**REQUIREMENTS**
Turn the material from the line containing "of the raised" through the line containing "point(243, 251)" into a two-column CSV with the headers label_text and points. Each labeling sentence and the coordinates under it make one row, with every field quoted and line breaks replaced by spaces.

**Entries from a point annotation set**
---------------
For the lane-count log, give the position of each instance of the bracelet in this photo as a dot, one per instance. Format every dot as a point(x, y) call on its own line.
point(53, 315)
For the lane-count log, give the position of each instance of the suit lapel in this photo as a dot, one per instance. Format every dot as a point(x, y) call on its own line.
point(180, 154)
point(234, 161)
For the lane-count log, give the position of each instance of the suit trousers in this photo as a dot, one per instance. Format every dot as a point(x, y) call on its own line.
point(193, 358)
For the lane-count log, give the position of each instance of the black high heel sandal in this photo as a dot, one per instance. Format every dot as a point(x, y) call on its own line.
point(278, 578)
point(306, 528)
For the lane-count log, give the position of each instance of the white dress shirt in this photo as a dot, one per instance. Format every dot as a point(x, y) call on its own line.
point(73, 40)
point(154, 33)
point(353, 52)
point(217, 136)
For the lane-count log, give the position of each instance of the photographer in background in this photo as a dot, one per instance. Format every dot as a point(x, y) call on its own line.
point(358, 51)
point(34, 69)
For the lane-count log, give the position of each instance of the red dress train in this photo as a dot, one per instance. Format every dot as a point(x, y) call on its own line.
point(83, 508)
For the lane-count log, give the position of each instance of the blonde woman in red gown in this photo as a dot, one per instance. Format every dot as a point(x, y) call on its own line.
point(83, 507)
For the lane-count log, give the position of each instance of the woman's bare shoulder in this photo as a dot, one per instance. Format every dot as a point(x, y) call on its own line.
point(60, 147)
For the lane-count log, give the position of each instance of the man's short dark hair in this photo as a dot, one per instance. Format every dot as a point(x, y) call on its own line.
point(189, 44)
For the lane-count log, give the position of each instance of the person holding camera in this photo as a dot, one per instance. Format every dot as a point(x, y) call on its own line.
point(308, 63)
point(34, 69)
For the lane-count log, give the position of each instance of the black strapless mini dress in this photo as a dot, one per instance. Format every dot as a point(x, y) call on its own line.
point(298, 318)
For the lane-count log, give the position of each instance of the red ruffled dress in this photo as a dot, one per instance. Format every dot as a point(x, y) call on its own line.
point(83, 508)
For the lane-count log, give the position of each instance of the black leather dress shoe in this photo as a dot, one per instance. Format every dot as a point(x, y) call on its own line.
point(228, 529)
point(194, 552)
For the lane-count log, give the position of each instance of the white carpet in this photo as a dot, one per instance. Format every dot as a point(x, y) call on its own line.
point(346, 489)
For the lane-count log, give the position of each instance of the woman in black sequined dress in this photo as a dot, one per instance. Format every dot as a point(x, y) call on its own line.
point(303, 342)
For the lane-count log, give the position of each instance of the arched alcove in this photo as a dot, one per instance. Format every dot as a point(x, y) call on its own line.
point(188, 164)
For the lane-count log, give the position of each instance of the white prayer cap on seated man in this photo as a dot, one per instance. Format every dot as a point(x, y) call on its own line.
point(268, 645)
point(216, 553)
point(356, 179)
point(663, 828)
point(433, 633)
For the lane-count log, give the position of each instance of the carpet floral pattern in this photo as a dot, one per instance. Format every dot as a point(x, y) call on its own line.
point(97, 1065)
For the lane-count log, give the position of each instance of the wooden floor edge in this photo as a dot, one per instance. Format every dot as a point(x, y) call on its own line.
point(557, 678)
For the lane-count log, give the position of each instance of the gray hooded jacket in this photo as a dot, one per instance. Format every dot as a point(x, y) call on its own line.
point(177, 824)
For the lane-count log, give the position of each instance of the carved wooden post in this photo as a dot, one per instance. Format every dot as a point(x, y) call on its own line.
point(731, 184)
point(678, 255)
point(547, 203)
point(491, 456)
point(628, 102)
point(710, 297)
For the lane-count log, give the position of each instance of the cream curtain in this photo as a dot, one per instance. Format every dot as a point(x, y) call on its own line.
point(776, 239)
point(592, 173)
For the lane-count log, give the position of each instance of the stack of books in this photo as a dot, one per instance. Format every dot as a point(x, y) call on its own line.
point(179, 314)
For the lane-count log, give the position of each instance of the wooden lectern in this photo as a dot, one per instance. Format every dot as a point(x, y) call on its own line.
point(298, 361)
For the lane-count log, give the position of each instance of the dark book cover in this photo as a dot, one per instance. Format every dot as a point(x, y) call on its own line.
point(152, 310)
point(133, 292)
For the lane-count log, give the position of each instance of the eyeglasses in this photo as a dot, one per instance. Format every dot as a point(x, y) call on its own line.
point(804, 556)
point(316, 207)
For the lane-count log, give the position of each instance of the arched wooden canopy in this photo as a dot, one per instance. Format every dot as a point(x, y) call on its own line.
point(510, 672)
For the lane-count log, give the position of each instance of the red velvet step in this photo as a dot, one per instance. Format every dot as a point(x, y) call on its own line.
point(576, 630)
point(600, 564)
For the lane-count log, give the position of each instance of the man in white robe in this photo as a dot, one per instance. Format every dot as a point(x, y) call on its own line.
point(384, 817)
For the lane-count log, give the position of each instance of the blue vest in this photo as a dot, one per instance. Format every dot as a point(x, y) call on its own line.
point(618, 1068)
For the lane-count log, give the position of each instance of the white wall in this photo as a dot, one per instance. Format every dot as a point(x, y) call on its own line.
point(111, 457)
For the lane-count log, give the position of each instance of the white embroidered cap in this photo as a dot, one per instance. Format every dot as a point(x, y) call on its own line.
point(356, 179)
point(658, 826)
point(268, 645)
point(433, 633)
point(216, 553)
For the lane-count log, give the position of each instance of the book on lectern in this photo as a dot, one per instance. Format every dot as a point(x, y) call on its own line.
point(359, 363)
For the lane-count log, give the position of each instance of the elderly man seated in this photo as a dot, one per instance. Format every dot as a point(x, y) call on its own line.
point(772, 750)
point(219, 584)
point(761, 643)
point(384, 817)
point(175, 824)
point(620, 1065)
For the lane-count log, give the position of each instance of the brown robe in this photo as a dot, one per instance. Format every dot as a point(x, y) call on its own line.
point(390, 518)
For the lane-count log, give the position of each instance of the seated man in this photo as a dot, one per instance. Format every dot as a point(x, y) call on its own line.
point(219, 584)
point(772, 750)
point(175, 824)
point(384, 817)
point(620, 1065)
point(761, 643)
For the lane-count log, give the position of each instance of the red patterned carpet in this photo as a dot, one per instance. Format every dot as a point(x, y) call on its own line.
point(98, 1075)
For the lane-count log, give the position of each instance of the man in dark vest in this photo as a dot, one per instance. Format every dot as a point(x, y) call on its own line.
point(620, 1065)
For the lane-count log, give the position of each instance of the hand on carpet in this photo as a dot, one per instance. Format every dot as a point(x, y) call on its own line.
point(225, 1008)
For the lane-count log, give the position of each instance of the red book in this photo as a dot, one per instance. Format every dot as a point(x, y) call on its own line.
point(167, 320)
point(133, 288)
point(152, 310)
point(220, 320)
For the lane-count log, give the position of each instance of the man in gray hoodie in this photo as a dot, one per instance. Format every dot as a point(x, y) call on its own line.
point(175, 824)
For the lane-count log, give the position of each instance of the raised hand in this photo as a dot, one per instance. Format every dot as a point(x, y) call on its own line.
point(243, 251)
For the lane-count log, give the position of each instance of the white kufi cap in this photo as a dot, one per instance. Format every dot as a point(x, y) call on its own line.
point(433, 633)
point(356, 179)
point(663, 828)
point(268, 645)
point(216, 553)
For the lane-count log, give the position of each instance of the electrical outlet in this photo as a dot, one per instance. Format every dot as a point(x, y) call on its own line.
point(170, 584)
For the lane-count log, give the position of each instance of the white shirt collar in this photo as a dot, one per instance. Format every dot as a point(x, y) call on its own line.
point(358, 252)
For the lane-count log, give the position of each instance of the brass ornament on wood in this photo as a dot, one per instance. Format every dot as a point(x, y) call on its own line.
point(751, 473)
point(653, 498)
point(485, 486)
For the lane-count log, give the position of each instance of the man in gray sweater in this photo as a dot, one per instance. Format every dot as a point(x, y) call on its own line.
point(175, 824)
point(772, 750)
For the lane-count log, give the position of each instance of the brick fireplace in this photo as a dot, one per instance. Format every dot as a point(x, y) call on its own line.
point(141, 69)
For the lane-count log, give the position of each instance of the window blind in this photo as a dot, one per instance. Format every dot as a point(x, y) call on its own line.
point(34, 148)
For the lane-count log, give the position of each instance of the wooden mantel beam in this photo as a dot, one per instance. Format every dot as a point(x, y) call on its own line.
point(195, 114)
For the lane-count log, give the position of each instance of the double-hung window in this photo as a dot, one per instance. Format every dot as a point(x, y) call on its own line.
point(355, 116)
---------------
**RESPONSE TO THE EXERCISE**
label_text,points
"For the lane-count log, give the position of each instance of the raised hand in this photo as a dot, one per instance. Format every dot as a point(x, y) call on its own line.","point(243, 251)"